Source document:
Excellently argued take on the CVD epidemic. It still is an epidemic as cardiovascular disease firmly remains the top cause of premature death.
Two aspects are most often overlooked in the epidemiological debate about CVD and attempts to associate it causally with whatever coincides with its trends. First, the randomness of MACEs (major adverse cardiovascular events) and, second, their most upstream cause.
The current consensus is that chronic low-grade inflammation is the trigger that creates the “vascular theatre” in which MACEs ultimately play out. That is, chronic inflammation damages the innermost lining of the arteries, the endothelium, which then becomes more prone to atherosclerotic plaque development. Not all plaques cause heart attacks or strokes, it’s typically the so-called vulnerable ones. Once they “break”, exposure of their inner core to the bloodstream sets off a cascade of thrombus formation, dislocation, downstream blockage, etc. If fibrinolysis kicks in in time, everything is fine, if it doesn’t then voila there is a heart attack or stroke.
Funnily though, these cascades happen unnoticed in most people at some time. Only when all the right conditions are met, will a MACE occur. It’s a random effect. The chance for it to happen depend largely on the presence and degree of all its prerequisites.
Why am I explaining this? Because all the potential causes that you mention play a role in inflammation. Reducing any one or more of those will lower the chances of a MACE to happen. So, for any given individual we can’t say which lever has the largest effect on preventing or postponing a MACE. That’s why the best game plan is to reduce as much as possible any of the prerequisites. In that sense, your “best lines of defence” is a very sensible approach to avoiding heart attacks and strokes.

Apply what you read:
(A) According to the comment on cardiovascular disease, what is the current consensus on the trigger that creates the "vascular theatre" in which MACEs ultimately play out?
(B) The comment on cardiovascular disease describes a cascade that begins when a vulnerable plaque breaks. List each event it names in that cascade.

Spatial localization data

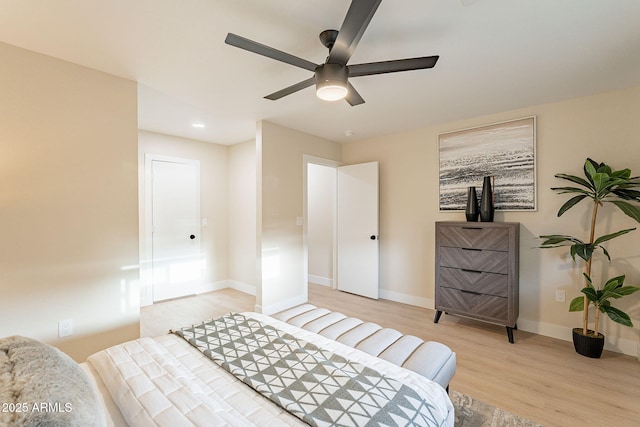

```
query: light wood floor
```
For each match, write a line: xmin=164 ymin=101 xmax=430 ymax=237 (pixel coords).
xmin=141 ymin=285 xmax=640 ymax=427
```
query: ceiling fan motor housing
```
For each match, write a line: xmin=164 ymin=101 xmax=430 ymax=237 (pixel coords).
xmin=315 ymin=64 xmax=349 ymax=101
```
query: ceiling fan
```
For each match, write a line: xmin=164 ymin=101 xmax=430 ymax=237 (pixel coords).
xmin=225 ymin=0 xmax=439 ymax=106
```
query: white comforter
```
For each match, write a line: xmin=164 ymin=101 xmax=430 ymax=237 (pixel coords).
xmin=87 ymin=313 xmax=454 ymax=427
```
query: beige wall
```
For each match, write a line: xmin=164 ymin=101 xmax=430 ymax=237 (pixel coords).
xmin=342 ymin=88 xmax=640 ymax=355
xmin=0 ymin=43 xmax=140 ymax=360
xmin=229 ymin=141 xmax=260 ymax=295
xmin=256 ymin=121 xmax=341 ymax=314
xmin=138 ymin=131 xmax=229 ymax=304
xmin=307 ymin=164 xmax=337 ymax=286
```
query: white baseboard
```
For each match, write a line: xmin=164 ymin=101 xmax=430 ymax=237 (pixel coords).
xmin=380 ymin=289 xmax=435 ymax=310
xmin=380 ymin=289 xmax=640 ymax=360
xmin=227 ymin=280 xmax=256 ymax=296
xmin=307 ymin=274 xmax=333 ymax=288
xmin=255 ymin=295 xmax=308 ymax=315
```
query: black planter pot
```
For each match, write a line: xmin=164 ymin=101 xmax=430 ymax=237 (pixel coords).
xmin=573 ymin=328 xmax=604 ymax=359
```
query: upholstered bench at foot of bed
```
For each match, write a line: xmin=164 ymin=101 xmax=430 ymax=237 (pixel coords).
xmin=273 ymin=304 xmax=456 ymax=389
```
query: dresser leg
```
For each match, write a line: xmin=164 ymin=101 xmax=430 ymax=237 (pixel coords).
xmin=433 ymin=310 xmax=442 ymax=323
xmin=507 ymin=325 xmax=518 ymax=344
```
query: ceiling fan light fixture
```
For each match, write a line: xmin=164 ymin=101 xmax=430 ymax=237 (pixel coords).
xmin=316 ymin=82 xmax=349 ymax=101
xmin=315 ymin=64 xmax=349 ymax=101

Task-by-task answers:
(A) Chronic low-grade inflammation.

(B) Thrombus formation, dislocation, downstream blockage